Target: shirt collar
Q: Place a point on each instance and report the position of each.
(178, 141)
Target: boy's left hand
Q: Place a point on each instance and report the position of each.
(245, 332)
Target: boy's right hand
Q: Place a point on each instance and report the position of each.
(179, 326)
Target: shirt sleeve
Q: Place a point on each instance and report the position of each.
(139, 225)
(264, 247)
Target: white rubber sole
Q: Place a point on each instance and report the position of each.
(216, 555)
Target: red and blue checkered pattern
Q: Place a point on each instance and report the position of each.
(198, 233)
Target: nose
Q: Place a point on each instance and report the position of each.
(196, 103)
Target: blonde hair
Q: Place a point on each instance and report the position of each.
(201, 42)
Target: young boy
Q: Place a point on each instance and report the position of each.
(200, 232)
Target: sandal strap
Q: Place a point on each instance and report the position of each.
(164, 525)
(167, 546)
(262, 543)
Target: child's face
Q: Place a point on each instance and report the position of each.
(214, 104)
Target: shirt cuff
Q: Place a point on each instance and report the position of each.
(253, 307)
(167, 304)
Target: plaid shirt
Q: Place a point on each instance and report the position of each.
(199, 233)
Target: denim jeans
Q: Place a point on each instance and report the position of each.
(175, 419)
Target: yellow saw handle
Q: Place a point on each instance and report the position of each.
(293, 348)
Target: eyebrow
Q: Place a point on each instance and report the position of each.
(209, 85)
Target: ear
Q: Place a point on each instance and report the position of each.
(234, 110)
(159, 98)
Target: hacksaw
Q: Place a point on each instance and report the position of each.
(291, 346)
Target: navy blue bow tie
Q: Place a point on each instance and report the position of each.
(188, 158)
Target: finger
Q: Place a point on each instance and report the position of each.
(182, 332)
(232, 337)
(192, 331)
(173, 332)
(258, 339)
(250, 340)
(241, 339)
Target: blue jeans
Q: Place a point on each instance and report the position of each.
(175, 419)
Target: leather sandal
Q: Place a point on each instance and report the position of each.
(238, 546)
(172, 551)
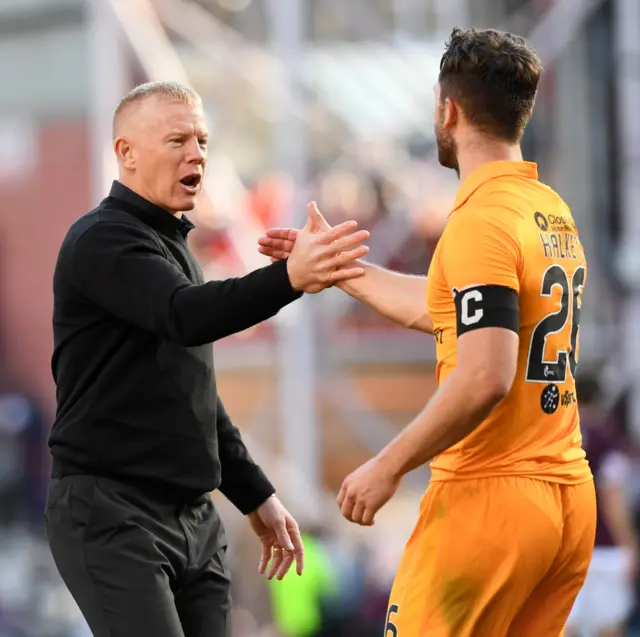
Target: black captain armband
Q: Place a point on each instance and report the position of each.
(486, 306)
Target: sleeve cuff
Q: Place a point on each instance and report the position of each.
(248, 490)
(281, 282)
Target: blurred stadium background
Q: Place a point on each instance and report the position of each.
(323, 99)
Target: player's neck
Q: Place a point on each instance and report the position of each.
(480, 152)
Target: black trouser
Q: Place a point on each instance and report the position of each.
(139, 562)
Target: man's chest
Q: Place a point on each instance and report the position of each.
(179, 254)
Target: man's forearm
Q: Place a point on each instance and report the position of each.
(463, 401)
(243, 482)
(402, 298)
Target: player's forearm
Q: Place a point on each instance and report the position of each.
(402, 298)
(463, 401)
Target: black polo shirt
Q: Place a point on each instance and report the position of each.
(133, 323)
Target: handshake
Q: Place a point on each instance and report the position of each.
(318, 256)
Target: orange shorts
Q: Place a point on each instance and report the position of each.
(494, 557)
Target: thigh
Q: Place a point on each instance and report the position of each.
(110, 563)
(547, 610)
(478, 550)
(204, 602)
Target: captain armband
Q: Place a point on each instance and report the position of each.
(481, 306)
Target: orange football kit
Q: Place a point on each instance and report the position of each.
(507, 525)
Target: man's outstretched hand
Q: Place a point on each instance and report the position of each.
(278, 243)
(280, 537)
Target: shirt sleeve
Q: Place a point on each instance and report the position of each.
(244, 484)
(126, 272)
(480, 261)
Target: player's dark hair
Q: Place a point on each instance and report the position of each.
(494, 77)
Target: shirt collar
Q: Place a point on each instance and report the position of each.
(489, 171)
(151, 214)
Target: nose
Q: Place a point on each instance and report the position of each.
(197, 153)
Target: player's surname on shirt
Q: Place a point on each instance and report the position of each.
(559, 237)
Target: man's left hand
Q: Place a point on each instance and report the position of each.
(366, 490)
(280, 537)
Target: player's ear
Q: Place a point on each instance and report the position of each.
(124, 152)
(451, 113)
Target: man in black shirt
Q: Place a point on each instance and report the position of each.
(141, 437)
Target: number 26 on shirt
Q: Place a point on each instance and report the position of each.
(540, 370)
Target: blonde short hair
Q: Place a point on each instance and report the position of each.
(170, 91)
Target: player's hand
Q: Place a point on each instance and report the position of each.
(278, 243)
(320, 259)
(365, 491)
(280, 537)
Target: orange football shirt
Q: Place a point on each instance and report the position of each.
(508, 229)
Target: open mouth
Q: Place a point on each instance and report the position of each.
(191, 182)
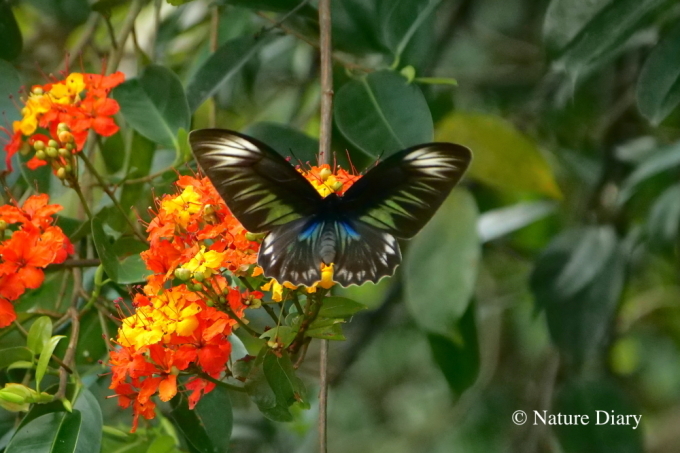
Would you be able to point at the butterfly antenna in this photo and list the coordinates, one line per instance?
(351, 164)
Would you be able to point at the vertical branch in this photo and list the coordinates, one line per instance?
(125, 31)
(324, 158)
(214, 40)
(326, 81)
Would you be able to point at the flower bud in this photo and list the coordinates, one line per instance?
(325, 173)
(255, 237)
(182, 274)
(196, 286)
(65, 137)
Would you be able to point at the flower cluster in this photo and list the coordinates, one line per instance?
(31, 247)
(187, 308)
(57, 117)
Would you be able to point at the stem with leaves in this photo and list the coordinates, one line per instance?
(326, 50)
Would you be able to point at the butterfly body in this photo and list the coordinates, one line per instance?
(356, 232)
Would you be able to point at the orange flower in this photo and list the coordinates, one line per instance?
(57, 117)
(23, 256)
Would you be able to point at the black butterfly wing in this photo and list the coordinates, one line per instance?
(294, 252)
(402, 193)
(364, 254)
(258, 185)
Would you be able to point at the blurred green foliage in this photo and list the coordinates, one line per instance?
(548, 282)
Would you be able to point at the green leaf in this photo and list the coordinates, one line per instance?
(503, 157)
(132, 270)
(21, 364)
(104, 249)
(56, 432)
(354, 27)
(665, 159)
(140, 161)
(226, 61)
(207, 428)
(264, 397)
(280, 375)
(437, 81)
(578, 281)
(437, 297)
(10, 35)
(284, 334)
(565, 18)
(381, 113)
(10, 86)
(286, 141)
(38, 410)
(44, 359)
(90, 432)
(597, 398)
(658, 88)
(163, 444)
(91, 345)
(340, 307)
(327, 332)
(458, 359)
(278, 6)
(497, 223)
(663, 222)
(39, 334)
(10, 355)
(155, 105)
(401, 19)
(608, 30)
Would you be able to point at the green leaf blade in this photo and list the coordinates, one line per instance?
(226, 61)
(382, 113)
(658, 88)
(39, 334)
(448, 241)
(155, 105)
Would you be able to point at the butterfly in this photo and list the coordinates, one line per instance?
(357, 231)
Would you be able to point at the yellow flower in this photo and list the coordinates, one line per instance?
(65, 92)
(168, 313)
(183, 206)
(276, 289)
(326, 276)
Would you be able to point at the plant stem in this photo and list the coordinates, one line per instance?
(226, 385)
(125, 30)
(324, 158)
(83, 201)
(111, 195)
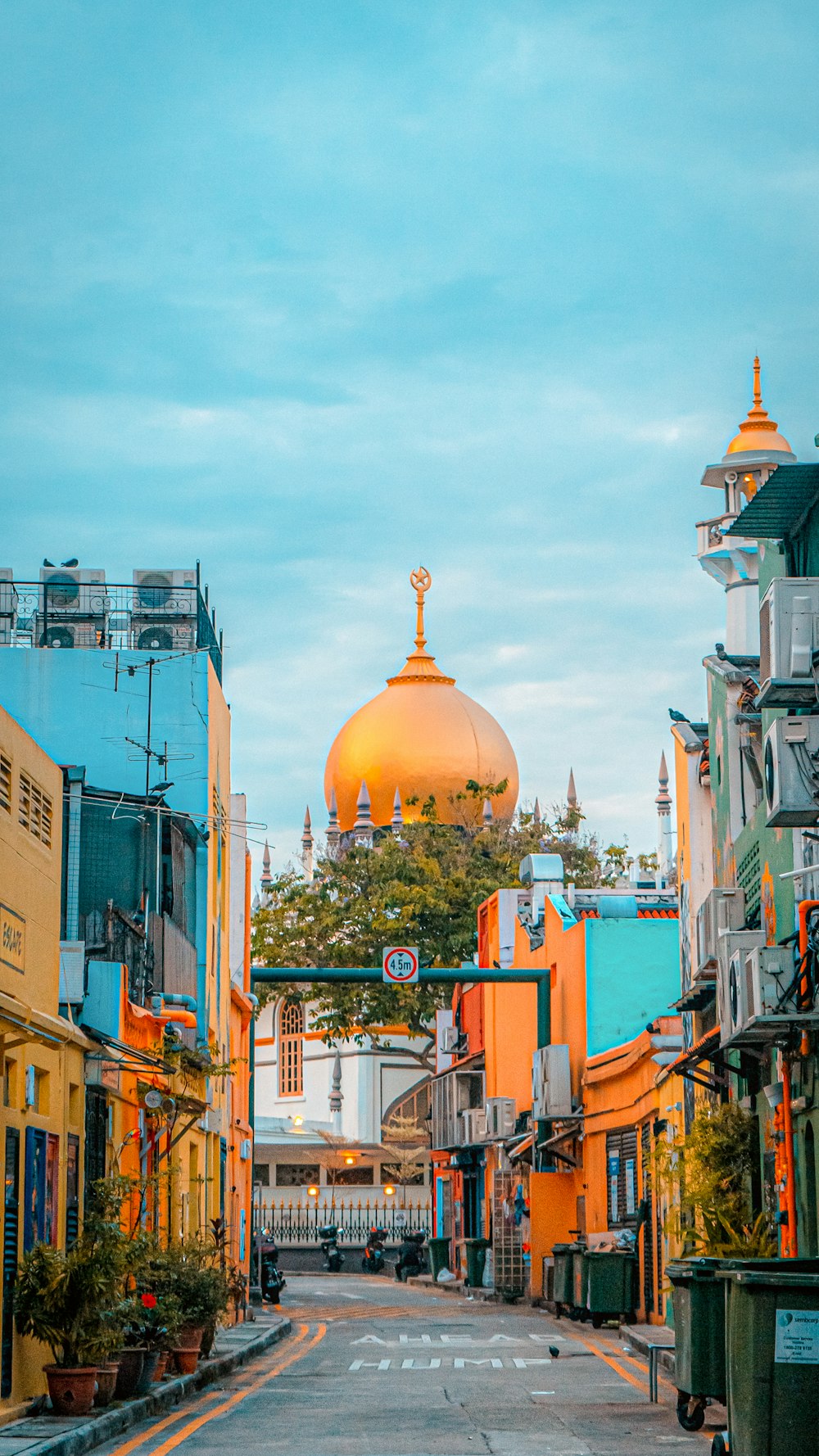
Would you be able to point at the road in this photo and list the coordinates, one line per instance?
*-*-*
> What this task involves
Exactly as written, reproduce all of the entries while dropping the pictures.

> Result of the task
Target: shirt collar
Q: Place a point on each instance and report the position of each.
(178, 141)
Target: boy's left hand
Q: Place a point on each instance and report the position of each.
(245, 332)
Target: boy's right hand
Q: Place a point on each instance and report the position of each.
(179, 326)
Target: shirt sleeve
Q: Place a point on each instance and report the position of each.
(139, 225)
(264, 247)
Target: white rubber sole
Q: Place a point on each instance and report the position of each.
(216, 555)
Target: red and blue checkered pattern
Q: Place a point on each instance and report the position of each.
(198, 233)
Target: nose
Q: Place a point on each instance and report the position of each.
(196, 103)
Target: blonde hair
Q: Place a point on each instance and report the position of each.
(201, 42)
Target: young boy
Q: Place a point on each instance and report the position of each.
(200, 232)
Target: sandal strap
Q: Place a point on each instance and report the position of each.
(164, 525)
(167, 546)
(262, 543)
Target: child's face
Q: Place a point on each instance and report the position of each.
(214, 104)
Target: shirt cuff
Q: Place a point on each instance and report the position of each.
(253, 307)
(167, 304)
Target: plaid shirt
Q: Place a point on each instance and report the position of each.
(199, 233)
Target: denim jeans
Q: Place a point on each instance and report the position of each.
(175, 419)
Target: yellow saw handle
Q: Place a point on each instance and report the position of each.
(293, 348)
Target: eyebrow
Q: Place a point on each instance and report the position of each.
(209, 85)
Target: ear
Q: Place a point on each instance and report the position of each.
(234, 110)
(159, 98)
Target: hacksaw
Q: Place a point on each instance and report the position of each.
(291, 346)
Target: navy blue bow tie
Q: Place a point on each instance and report the position of each.
(188, 158)
Target: finger
Q: Place a point on each instance and report the position of each.
(182, 332)
(232, 337)
(192, 331)
(173, 332)
(258, 339)
(250, 340)
(241, 339)
Target: blue jeans
Q: Place a point on each instance and report the position of each.
(175, 419)
Target: leather sandal
Q: Place a point on each instance and report the position of each.
(238, 546)
(172, 551)
Target: black captain armband
Q: Place a point on each instance and report the position of each.
(486, 306)
Target: sleeve cuff
Q: Place a point on each instance and report the position of each.
(248, 490)
(281, 282)
Target: blurred stadium background
Q: Place a point on each instance and report the position of each.
(323, 99)
Target: player's neck
Q: Place a point on each instance and report the position of each.
(480, 152)
Target: black trouser
Q: Place a point on each instance and report the position of each.
(139, 562)
Target: man's chest
Q: Place a point on each instance and report the position of each.
(179, 254)
Target: man's forearm
Q: Place a point on each instance and report the position of each.
(463, 401)
(243, 482)
(402, 298)
Target: player's forearm
Q: Place a point on each instance and report the position of each.
(402, 298)
(463, 401)
Target: black polo shirt
Q: Place a point on each instance and report the position of each.
(133, 323)
Target: handshake
Q: Place a point on each instance and report the position of each.
(318, 256)
Target: orange shorts
Q: Place a point on each instance and report the position of each.
(494, 557)
Target: thigh
Q: Place a point on each instance and report the position of each.
(110, 563)
(547, 610)
(478, 550)
(204, 602)
Target: captain armband
Q: Place a point on each instance and report the position of each.
(481, 306)
Target: orange football kit
Q: Place a point on each instance and report the position of each.
(507, 525)
Target: man's outstretched hand
Q: Place a point on each instance and report the position of each.
(278, 243)
(280, 537)
Target: shirt sleeve
Q: Place a point on each instance and report the position of each.
(244, 484)
(126, 272)
(480, 261)
Target: player's dark hair
Q: Place a point on each instance and report the position of each.
(494, 77)
Target: shirt collar
Q: Place a point on each instance and report the position of each.
(489, 171)
(151, 214)
Target: nose
Q: Place a point on each instance and report the position of each.
(197, 153)
Target: player's surname on shirt
Q: Place a point on each instance and report the position of each.
(559, 237)
Target: man's left hand
Q: Place a point on each instance and report the position of each.
(366, 490)
(280, 537)
Target: player's ear
Q: Place a point on each instance and report the position of each.
(124, 152)
(451, 113)
Target: man in black shirt
Q: Place a point on each instance and report the position of each.
(141, 437)
Target: number 26 on shirt
Q: Place a point on each instance and report the position of each.
(540, 370)
Target: blonde short hair
Q: Place a point on each instance and report the position of each.
(170, 91)
Target: player's hand
Q: Place a point on each instance and report the position of each.
(278, 243)
(320, 259)
(365, 491)
(280, 537)
Target: orange football shirt
Q: Place a point on each instance and report the position of each.
(508, 229)
Target: open mouth
Q: Place a point on each instance and report the position of each.
(191, 182)
Would you be able to point at the butterfly antenna in this photo and list the coordinates, one line per instance?
(351, 164)
Would you be able to point at the vertical branch in this photo and list the coordinates, one line per instance?
(125, 31)
(324, 158)
(214, 40)
(326, 81)
Would you be able to point at the flower bud in this photo and list the coordinates, one line per instance?
(325, 173)
(255, 237)
(182, 274)
(196, 286)
(65, 137)
Would you be able to point at the flower cluster in this photo and list the coordinates, one line per instance?
(31, 247)
(187, 308)
(57, 117)
Would you be able to point at the stem with leaves in this photo and list the coordinates, one line per instance?
(326, 50)
Would you be able to point at the butterfly body in this photo and list the coordinates, one line per instance?
(356, 232)
Would you be able to point at the orange flower in this photo and list the coordinates, one line per instance?
(57, 117)
(23, 256)
Would you be able to point at the black butterfly wing in this photo and list the coordinates, one line per instance?
(294, 252)
(402, 193)
(364, 254)
(258, 185)
Would you be able to point at the blurred green foliage in this photo and list the coordinates, one line per instance?
(548, 282)
Would you be able to point at the green leaf in this photo and list the coordinates, one line per instance?
(503, 157)
(132, 270)
(21, 364)
(104, 249)
(56, 432)
(354, 27)
(665, 159)
(140, 161)
(226, 61)
(207, 428)
(264, 397)
(280, 375)
(437, 81)
(578, 281)
(437, 297)
(10, 35)
(284, 334)
(565, 18)
(381, 113)
(10, 86)
(286, 141)
(38, 410)
(44, 359)
(90, 432)
(597, 398)
(658, 88)
(163, 444)
(91, 345)
(340, 307)
(327, 332)
(458, 359)
(278, 6)
(497, 223)
(663, 222)
(39, 334)
(10, 355)
(155, 105)
(401, 19)
(608, 30)
Would you be able to point at the green leaf blade in this photo and list the coordinates, one line per instance?
(226, 61)
(382, 113)
(658, 88)
(39, 334)
(448, 241)
(155, 105)
Would you be able to point at the butterfly in this photo and list the coordinates, one line per instance?
(357, 231)
Would you be able to point at the yellow flower in this photo and list the coordinates, one line per instance?
(65, 92)
(168, 313)
(183, 206)
(276, 289)
(326, 276)
Would you be able to point at the plant stem in this photo and list the coordinates, one line per instance?
(226, 385)
(125, 30)
(324, 158)
(83, 201)
(111, 195)
Would you be able to point at the road in this photo and list the coordinates, one line per instance?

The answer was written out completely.